- [Task description]: If a line in the records below contains "green", copy that line.

- [Extracted entries]:
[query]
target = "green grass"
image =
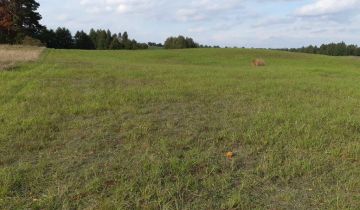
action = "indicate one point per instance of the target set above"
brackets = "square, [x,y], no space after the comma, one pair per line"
[150,129]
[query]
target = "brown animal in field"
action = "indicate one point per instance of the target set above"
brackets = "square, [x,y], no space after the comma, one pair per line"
[258,62]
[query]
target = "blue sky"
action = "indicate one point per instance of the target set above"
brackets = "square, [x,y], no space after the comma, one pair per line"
[249,23]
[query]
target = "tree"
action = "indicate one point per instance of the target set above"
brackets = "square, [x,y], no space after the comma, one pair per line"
[180,42]
[108,39]
[116,44]
[5,16]
[83,41]
[101,40]
[48,37]
[64,38]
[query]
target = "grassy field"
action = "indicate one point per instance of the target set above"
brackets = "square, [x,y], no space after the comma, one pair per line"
[10,56]
[150,129]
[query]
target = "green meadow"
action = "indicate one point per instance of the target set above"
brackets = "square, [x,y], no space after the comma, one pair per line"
[150,130]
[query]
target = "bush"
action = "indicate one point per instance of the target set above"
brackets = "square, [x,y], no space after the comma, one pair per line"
[180,42]
[29,41]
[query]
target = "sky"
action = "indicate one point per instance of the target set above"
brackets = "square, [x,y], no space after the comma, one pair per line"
[240,23]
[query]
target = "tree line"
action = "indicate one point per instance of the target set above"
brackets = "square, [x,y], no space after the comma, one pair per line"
[100,39]
[332,49]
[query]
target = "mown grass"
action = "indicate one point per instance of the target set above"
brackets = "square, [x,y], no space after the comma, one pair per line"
[10,56]
[150,129]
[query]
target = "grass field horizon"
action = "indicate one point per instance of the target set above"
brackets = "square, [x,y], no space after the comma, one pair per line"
[150,130]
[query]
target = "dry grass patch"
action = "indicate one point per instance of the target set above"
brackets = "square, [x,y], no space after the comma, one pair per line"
[12,55]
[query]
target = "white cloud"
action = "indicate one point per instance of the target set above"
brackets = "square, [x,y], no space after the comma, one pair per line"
[328,7]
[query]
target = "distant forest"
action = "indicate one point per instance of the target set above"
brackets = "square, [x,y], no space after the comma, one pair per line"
[19,24]
[333,49]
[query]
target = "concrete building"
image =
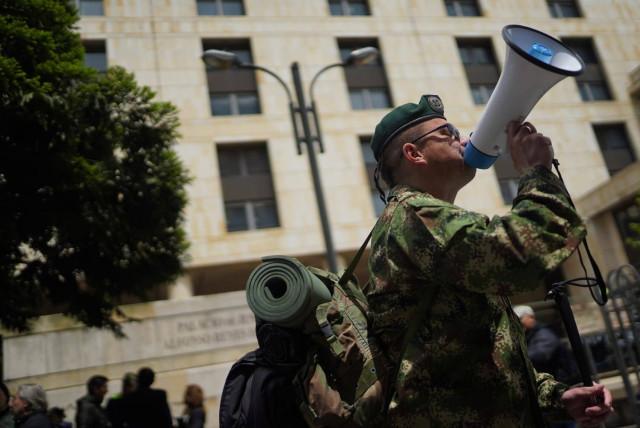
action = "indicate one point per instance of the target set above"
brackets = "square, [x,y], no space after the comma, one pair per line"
[252,194]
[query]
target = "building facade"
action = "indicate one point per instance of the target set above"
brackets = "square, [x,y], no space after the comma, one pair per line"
[252,192]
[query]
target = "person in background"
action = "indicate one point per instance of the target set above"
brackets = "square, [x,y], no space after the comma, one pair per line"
[547,352]
[56,417]
[6,418]
[148,407]
[89,411]
[194,414]
[29,407]
[117,406]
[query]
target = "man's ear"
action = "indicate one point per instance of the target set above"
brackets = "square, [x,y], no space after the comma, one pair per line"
[412,154]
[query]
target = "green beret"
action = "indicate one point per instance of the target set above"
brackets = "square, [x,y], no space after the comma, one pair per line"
[403,117]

- [Task output]:
target = "green grass"
target = "green meadow"
target = "green beret"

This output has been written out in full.